_Passage provided:_
================

Daniel Hannan on the selfishness of running a deficit and post-truth realities

In the latest Ici Londres production Dan Hannan looks at the morality of deficits.

Daniel Hannan starts by quoting Matthew 7:9-10

If the son shall ask bread of any of you that is a father, will you give him a stone? Or if he asks for a fish will you give him a serpent?

The passage goes onto to say the if you are evil, understand how to give good gifts to your children. By implication, to act for good, we must also understand how to act for the good, not just have the moral injunction.

Hannan goes onto say we do not run up large debts to bequeath to our children. Yet many impose a very different standard as voters, convincing themselves that they are being unselfish. By asking for more money from the State, whether to pay for care in old age or for a pay rise in the public sector, or remission of tuition fees, it might be a very good claim, but it is not an intrinsically unselfish claim, as they are asking for everybody else to chip in and pay for their cause. Conversely those who try to impose some fiscal discipline are deemed selfish. They are standing up for future generations. Austerity is not a random preference but a simple reality.

This is all pretty obvious stuff to anyone who understands basic morality and the slightest notion of finance. It is certainly within the understanding of anybody who has been brought up in a traditional British public school education. But I would suggest it is totally alien to the vast majority of the British public. This reason is described by a new word that entered the Oxford English Dictionary last month.

post-truth

Relating to or denoting circumstances in which objective facts are less influential in shaping public opinion than appeals to emotion and personal belief.

The General Election campaign is a clear illustration of the domination of post-truthers in public life. There is no understanding of public finances, just mass beliefs that are not based on any moral tradition. The spread of the beliefs is on social media, driven by those who most forcefully and repeatedly express their ideas. People are wrong because they disagree with the mass beliefs and shouted down (or trolled in the electronic version) because of it.

In a post last month – General Election 2017 is a victory for the Alpha Trolls over Serving One’s Country – I concluded

It is on the issue of policy to combat climate change that there is greatest cross-party consensus, and the greatest concentration of alpha trolls. It is also where there is the clearest illustration of policy that is objectively useless and harmful to the people of this country.

Like with public finances, climate change is an where post-truthers dominate. Two examples to illustrate.

================

_Goal a:_
Print the records exactly as they appear, starting at the line that contains "of the driveway" and ending with the last line of the records.

_Recorded information:_

================

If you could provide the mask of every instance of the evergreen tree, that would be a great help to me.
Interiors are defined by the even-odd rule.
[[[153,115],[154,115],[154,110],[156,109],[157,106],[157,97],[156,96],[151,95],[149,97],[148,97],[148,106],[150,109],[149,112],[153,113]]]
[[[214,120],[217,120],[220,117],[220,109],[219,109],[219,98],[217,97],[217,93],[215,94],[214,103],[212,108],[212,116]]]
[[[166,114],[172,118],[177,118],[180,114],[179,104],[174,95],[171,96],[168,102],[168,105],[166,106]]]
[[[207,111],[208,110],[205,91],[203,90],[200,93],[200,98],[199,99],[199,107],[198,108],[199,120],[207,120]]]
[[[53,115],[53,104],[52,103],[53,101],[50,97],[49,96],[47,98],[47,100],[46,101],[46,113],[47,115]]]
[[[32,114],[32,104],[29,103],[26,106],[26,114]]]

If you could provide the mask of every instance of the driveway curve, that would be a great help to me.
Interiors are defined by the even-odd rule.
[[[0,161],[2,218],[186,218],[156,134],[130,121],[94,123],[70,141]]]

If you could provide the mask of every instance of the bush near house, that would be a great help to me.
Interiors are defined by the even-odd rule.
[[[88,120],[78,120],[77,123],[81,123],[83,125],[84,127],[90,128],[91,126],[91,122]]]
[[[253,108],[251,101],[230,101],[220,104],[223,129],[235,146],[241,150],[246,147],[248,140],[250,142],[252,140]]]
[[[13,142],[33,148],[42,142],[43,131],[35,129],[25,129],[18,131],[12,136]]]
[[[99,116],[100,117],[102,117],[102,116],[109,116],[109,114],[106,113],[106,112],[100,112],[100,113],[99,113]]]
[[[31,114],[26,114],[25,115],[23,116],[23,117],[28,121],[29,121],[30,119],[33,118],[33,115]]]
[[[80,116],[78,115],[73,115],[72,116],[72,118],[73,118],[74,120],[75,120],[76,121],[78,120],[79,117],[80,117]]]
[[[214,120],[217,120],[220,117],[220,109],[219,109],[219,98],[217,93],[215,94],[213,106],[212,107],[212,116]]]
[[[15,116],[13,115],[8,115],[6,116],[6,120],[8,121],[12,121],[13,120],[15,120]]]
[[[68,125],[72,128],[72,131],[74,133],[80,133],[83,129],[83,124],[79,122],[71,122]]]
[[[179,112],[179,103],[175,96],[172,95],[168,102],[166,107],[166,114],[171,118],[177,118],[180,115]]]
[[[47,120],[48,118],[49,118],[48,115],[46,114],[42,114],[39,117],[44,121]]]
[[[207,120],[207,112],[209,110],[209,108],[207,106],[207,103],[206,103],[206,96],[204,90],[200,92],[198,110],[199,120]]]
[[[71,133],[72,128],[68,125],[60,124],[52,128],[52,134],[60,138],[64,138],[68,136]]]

================

_Goal b:_
Do these statements agree with the piece on deficits and post-truth? (i) The word "post-truth" entered the Oxford English Dictionary last month. (ii) Austerity is described as a random preference. (iii) Hannan opens by quoting Matthew 5.

_Finished answer a:_
If you could provide the mask of every instance of the driveway curve, that would be a great help to me.
Interiors are defined by the even-odd rule.
[[[0,161],[2,218],[186,218],[156,134],[130,121],[94,123],[70,141]]]

If you could provide the mask of every instance of the bush near house, that would be a great help to me.
Interiors are defined by the even-odd rule.
[[[88,120],[78,120],[77,123],[81,123],[83,125],[84,127],[90,128],[91,126],[91,122]]]
[[[253,108],[251,101],[230,101],[220,104],[223,129],[235,146],[241,150],[246,147],[248,140],[250,142],[252,140]]]
[[[13,142],[33,148],[42,142],[43,131],[35,129],[25,129],[18,131],[12,136]]]
[[[99,116],[100,117],[102,117],[102,116],[109,116],[109,114],[106,113],[106,112],[100,112],[100,113],[99,113]]]
[[[31,114],[26,114],[25,115],[23,116],[23,117],[28,121],[29,121],[30,119],[33,118],[33,115]]]
[[[80,116],[78,115],[73,115],[72,116],[72,118],[73,118],[74,120],[75,120],[76,121],[78,120],[79,117],[80,117]]]
[[[214,120],[217,120],[220,117],[220,109],[219,109],[219,98],[217,93],[215,94],[213,106],[212,107],[212,116]]]
[[[15,116],[13,115],[8,115],[6,116],[6,120],[8,121],[12,121],[13,120],[15,120]]]
[[[68,125],[72,128],[72,131],[74,133],[80,133],[83,129],[83,124],[79,122],[71,122]]]
[[[179,112],[179,103],[175,96],[172,95],[168,102],[166,107],[166,114],[171,118],[177,118],[180,115]]]
[[[47,120],[48,118],[49,118],[48,115],[46,114],[42,114],[39,117],[44,121]]]
[[[207,120],[207,112],[209,110],[209,108],[207,106],[207,103],[206,103],[206,96],[204,90],[200,92],[198,110],[199,120]]]
[[[71,133],[72,128],[68,125],[60,124],[52,128],[52,134],[60,138],[64,138],[68,136]]]

_Finished answer b:_
(i) Yes: "This reason is described by a new word that entered the Oxford English Dictionary last month."
(ii) No: "Austerity is not a random preference but a simple reality."
(iii) No: "Daniel Hannan starts by quoting Matthew 7:9-10"